→ **WHAT YOU SHOULD DO**
What is needed is a faithful copy of all the entries, with no pictures in it.

(Referring expression data)
↓↓↓
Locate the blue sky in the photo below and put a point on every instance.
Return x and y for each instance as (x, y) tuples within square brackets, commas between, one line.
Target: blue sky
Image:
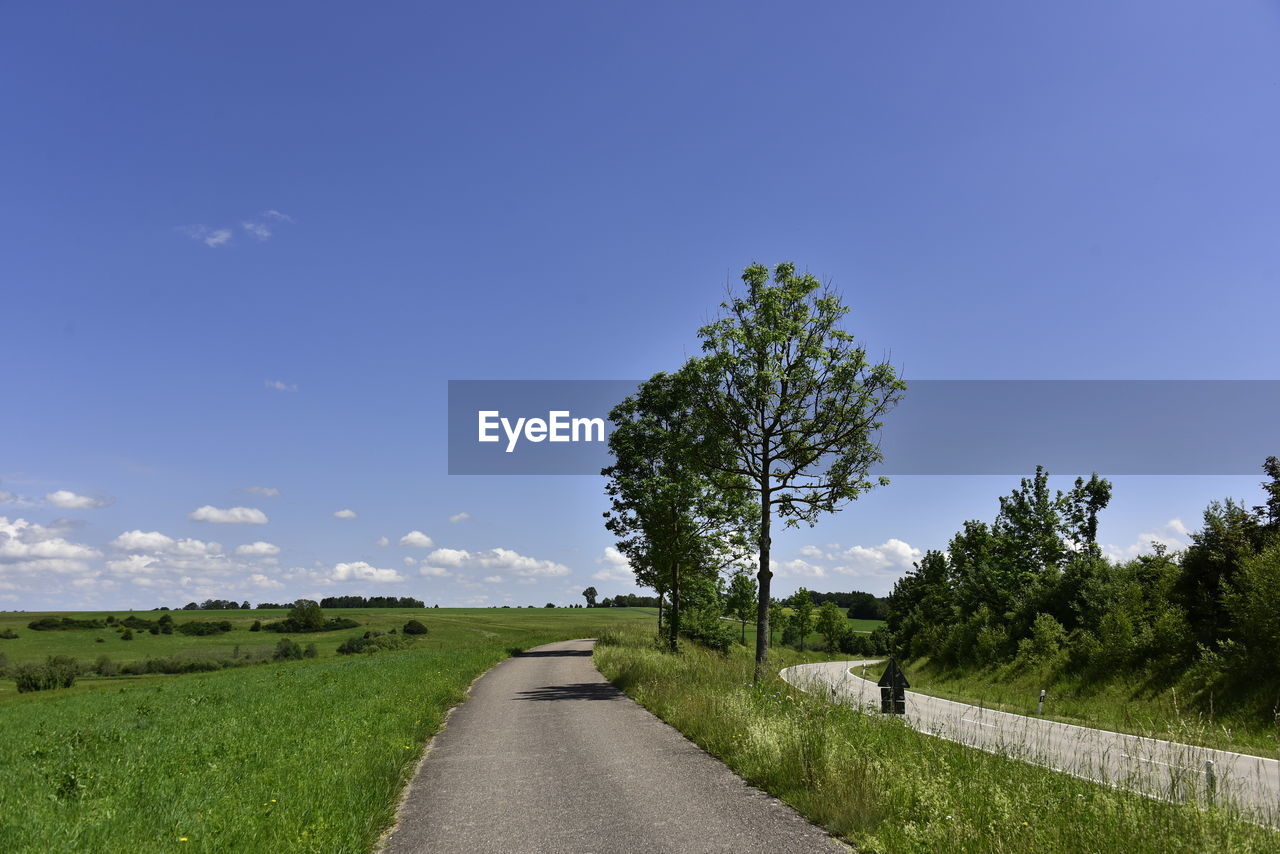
[(359, 205)]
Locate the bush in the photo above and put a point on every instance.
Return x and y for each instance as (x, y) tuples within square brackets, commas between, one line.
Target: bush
[(201, 628), (373, 643), (64, 624), (58, 671), (287, 649)]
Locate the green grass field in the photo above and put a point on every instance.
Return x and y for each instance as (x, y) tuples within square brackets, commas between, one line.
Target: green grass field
[(301, 756), (886, 788), (1121, 704)]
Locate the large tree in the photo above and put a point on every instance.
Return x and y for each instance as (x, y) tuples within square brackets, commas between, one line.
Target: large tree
[(673, 524), (798, 402)]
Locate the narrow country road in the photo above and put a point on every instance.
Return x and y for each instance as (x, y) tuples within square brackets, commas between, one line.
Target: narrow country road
[(547, 756), (1160, 768)]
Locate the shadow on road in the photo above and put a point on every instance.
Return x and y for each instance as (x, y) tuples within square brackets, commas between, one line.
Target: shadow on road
[(551, 653), (579, 692)]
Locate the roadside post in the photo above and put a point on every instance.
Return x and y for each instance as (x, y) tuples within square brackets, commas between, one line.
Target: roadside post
[(894, 689)]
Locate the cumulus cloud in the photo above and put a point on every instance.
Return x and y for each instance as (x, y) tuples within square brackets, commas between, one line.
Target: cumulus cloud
[(417, 539), (229, 516), (362, 571), (616, 567), (68, 499), (257, 549), (1174, 535), (31, 547), (210, 237)]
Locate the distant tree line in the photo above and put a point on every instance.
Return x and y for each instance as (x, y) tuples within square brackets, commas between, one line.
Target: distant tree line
[(1032, 589)]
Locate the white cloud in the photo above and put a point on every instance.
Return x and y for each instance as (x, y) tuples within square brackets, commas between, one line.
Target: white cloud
[(229, 516), (417, 539), (448, 557), (141, 542), (257, 229), (616, 566), (516, 563), (1173, 535), (257, 549), (361, 571), (211, 237), (68, 499), (18, 501)]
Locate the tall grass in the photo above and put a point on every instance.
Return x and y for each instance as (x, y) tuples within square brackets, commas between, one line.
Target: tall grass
[(305, 756), (886, 788)]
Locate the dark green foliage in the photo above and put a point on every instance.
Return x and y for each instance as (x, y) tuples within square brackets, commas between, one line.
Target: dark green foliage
[(201, 628), (287, 649), (373, 642), (370, 602), (58, 671), (64, 624)]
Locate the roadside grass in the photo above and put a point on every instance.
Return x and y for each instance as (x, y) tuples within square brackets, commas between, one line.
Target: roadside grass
[(306, 756), (886, 788), (1123, 703)]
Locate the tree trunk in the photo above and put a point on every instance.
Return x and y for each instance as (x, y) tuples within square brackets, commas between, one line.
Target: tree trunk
[(673, 620), (762, 620)]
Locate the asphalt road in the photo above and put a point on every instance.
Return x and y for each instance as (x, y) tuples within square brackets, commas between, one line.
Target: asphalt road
[(547, 756), (1151, 766)]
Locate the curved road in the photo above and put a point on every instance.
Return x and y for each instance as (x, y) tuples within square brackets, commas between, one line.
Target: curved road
[(1160, 768), (547, 756)]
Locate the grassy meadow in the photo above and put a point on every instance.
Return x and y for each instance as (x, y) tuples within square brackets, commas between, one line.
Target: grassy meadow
[(886, 788), (1123, 704), (298, 756)]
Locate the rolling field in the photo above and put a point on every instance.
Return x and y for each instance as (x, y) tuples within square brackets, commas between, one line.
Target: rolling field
[(300, 756)]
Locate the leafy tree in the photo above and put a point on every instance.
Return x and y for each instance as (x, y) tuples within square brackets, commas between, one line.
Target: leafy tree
[(798, 402), (801, 616), (741, 601), (672, 523), (306, 615), (832, 625)]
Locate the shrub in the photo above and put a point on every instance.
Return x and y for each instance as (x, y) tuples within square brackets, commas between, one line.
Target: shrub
[(64, 624), (201, 628), (287, 649), (58, 671)]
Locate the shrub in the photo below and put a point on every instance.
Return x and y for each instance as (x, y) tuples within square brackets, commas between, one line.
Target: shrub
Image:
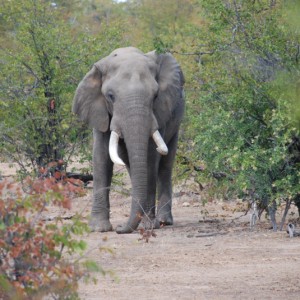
[(35, 254)]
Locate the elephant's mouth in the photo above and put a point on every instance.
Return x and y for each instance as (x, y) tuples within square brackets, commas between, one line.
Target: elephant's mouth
[(114, 141)]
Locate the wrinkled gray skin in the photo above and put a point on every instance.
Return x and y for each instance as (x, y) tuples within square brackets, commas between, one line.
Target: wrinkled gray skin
[(133, 94)]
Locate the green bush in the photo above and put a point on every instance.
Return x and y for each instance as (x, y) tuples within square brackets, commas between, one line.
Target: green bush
[(36, 255), (247, 135)]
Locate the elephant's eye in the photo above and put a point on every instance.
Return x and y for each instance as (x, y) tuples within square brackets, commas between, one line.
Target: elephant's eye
[(110, 97)]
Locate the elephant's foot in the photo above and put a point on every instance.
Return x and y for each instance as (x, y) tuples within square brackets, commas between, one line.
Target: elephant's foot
[(96, 224), (165, 218)]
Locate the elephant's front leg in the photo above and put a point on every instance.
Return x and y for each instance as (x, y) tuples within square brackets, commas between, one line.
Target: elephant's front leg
[(102, 173), (164, 208), (149, 221)]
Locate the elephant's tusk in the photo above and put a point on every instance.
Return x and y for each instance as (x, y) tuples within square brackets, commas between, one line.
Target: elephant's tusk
[(113, 149), (161, 145)]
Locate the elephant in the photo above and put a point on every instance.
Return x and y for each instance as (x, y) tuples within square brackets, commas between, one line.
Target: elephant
[(134, 102)]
↑↑↑
→ **EXPECTED ANSWER**
Locate the blue sky in the photo below and put a point on every instance.
Return x and y for each instance as (x, y) tuples within square brackets, commas between, one line.
Target: blue sky
Image:
[(359, 205)]
Locate the bush in the photo above and put a point on every instance.
Return x and y for each instance as (x, y) tuples within square brackets, commas between, one line.
Target: bush
[(201, 628), (373, 643), (64, 624), (58, 671), (287, 649)]
Locate the green grass field in the photo above and put a point on every instance.
Return x and y for each instance as (x, y) tuples within square brackets, commas between, one line.
Target: green grass field
[(301, 756), (886, 788), (1121, 704)]
Locate the large tree in the photo above and put a point on every instance.
Return x and y for each instance as (x, y) tuples within square brackets, commas between, one line.
Target: large tree
[(673, 524), (798, 402)]
Locate the narrow country road in the photo above and put a point on every instance.
Return x and y for each instance as (x, y) tuples within square brackets, commas between, one line.
Target: narrow country road
[(547, 756), (1160, 768)]
Locate the shadow on road in the photo above and put a point on every instance.
Return x and y for each instance as (x, y) tuples within square brackets, commas between, one line.
Target: shadow on road
[(551, 653), (579, 692)]
Locate the roadside post in the photo above and put a point on every instance.
Return x and y for each instance as (x, y) tuples within square brackets, commas between, one line.
Target: roadside post
[(894, 689)]
Locate the cumulus cloud in the photo above and put a point on every instance.
Return x and y for each instance as (x, y) tuples within square brackets, commas between, one line.
Target: cumulus cloud
[(417, 539), (229, 516), (362, 571), (616, 567), (68, 499), (257, 549), (1174, 535), (31, 547), (210, 237)]
Locate the distant tree line in the photo above and put a point on every instance.
Return x and y for each instance as (x, y) tuples within square brackets, commas between, one line.
Target: distant tree line
[(1032, 589)]
Locate the white cloud in the photo above and put a point on every instance.
Return x and y for each instance as (x, y) tuples within square brackets, commas between, one line.
Target: white cloud
[(229, 516), (417, 539), (448, 557), (141, 542), (257, 229), (616, 566), (516, 563), (1173, 535), (257, 549), (361, 571), (211, 237), (68, 499), (18, 501)]
Locate the tall grass in the photo above and put a point on every instance.
Return x and y for each instance as (x, y) tuples within square brackets, commas between, one line.
Target: tall grass
[(305, 756), (886, 788)]
Locate the dark green foliage in the photo above and put a point on every instance.
Return x and y for each instance as (x, y) tuples within square brackets, commas between, one line.
Target: dark green foliage
[(201, 628), (287, 649), (373, 642), (370, 602), (58, 671), (64, 624)]
Locate the roadside grass in the photo above and put a point on every instance.
Return x and y for each instance as (x, y) tuples within square brackets, commas between, one line.
Target: roadside grass
[(306, 756), (886, 788), (1123, 703)]
Locate the tree trunk in the photo above and put a point on every instance.
Return x and y for each instance as (x, y) tuples within square brackets, commas between, one line.
Target: tree trunk
[(673, 620), (762, 620)]
Locate the asphalt road in the photo above and put a point on every instance.
Return x and y for each instance as (x, y) tuples within square brackets, commas between, one line.
Target: asphalt road
[(547, 756), (1151, 766)]
Locate the curved road in the photo above and put a point on every instance.
Return x and y for each instance as (x, y) tuples within square brackets, commas between, one line.
Target: curved road
[(1160, 768), (547, 756)]
Locate the grassy meadow in the photo above and put a point on every instance.
Return x and y for each instance as (x, y) tuples within square brackets, commas between, one line.
Target: grassy meadow
[(886, 788), (1123, 704), (298, 756)]
Locate the rolling field in the photo above and put a point on every instance.
Return x and y for each instance as (x, y) tuples within square brackets, commas between, one line.
Target: rolling field
[(300, 756)]
Locate the leafy tree in the photo above and put a point on every instance.
Return x and y for each instance as (x, y) tuples within square brackets, commas between, one line.
Target: leafy tree
[(798, 402), (801, 616), (741, 601), (672, 523), (306, 615), (832, 625)]
Locate the shrub in the photo above and put a point on every instance.
Return x and y for each instance as (x, y) tuples within square brackets, commas between, one line.
Target: shrub
[(64, 624), (201, 628), (287, 649), (58, 671)]
Locate the shrub in the photo below and put a point on every instance.
Return x and y for each instance as (x, y) tuples within square brackets, commas between, one line.
Target: shrub
Image:
[(35, 254)]
Locate the elephant's mouth in the photo above and put a point on every instance.
Return x and y for each instance as (x, y) tuples within square brackets, commas between, one line.
Target: elephant's mouth
[(114, 141)]
Locate the wrinkled gray skin in the photo above and put a point on every instance.
Return x and y for each instance as (x, y) tuples within square brackets, commas between, one line.
Target: wrinkled gray skin
[(133, 94)]
Locate the green bush in the photo above and put a point on every instance.
Return x and y for each instance as (x, y) tuples within square brackets, commas between, one line.
Target: green bush
[(36, 255), (247, 135)]
Locate the elephant's eye in the photo above and put a point on every instance.
Return x and y for each instance as (x, y) tuples within square brackets, commas between, one line.
Target: elephant's eye
[(110, 97)]
Locate the elephant's foot in the photo above and put a point on every instance.
Return x and y for each instance as (x, y) tuples within square brackets, commas between, one line.
Target: elephant's foot
[(96, 224), (165, 218)]
Locate the elephant's front leg in the photo above and put a point on every instance.
Return x and y for each instance as (x, y) tuples within square brackets, commas between, one line.
Target: elephant's front leg
[(102, 173), (164, 208), (149, 221)]
Locate the elephant's tusk in the photo above and put a point on every instance.
Return x and y for each instance as (x, y) tuples within square brackets, commas between, one line.
Target: elephant's tusk
[(113, 149), (161, 145)]
Locate the elephant in the photo above and put a point on every instance.
Return x and y for each instance as (x, y) tuples within square brackets, commas between, one line.
Target: elephant
[(134, 102)]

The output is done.